**PROMPT:** Output exactly the lines that run from the top of the entries to the line holding "find | distant hill", including both of those lines.

MATERIAL FOR THIS EXERCISE: Begin

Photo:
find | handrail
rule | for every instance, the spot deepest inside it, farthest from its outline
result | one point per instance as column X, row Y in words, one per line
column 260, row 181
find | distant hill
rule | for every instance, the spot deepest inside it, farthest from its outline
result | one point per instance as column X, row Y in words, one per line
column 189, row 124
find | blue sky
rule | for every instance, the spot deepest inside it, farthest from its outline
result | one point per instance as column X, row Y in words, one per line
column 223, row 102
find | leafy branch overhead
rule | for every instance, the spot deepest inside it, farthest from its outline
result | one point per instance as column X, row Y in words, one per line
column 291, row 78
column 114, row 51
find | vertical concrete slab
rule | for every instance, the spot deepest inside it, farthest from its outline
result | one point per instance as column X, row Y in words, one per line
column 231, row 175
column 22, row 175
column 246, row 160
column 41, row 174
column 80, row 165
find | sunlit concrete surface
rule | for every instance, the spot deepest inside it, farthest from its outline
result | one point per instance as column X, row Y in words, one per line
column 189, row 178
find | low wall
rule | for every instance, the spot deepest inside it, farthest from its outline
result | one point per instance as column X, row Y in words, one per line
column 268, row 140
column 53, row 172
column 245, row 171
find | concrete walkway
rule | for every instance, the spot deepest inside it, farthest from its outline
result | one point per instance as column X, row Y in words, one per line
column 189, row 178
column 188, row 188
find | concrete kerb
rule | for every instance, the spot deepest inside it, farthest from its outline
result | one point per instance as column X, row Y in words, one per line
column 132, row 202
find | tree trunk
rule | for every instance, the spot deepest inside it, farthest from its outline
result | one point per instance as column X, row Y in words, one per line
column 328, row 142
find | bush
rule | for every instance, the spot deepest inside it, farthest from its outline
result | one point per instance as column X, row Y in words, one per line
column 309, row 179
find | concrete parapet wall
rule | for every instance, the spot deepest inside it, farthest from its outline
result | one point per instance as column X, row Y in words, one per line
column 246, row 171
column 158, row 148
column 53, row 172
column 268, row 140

MATERIAL FOR THIS EXERCISE: End

**RESPONSE AREA:**
Photo:
find | handrail
rule | for every instance, the spot deepest inside it, farthest from its outline
result | one point per instance as column X, row Y in words, one per line
column 260, row 181
find | distant hill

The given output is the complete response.